# REQUIREMENT:
Once the pictures are set aside, transcribe the remaining data exactly.

[Saved entries]
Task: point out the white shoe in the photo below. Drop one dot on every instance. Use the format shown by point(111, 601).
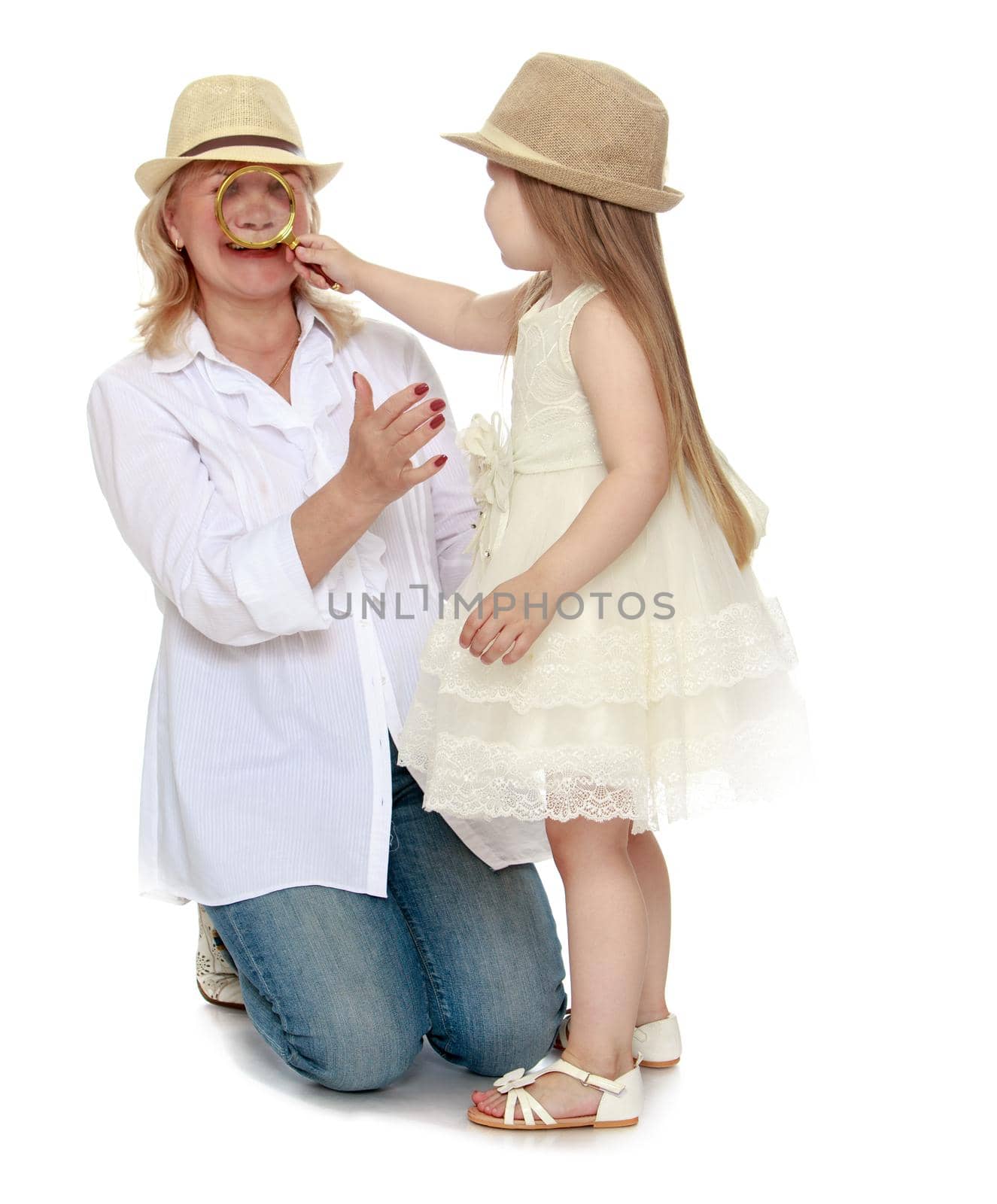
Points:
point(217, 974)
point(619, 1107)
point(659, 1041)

# RESPONSE:
Task: point out the white shoe in the photo below. Drop one dot on every instance. Use the format shown by point(111, 601).
Points:
point(217, 974)
point(619, 1107)
point(659, 1041)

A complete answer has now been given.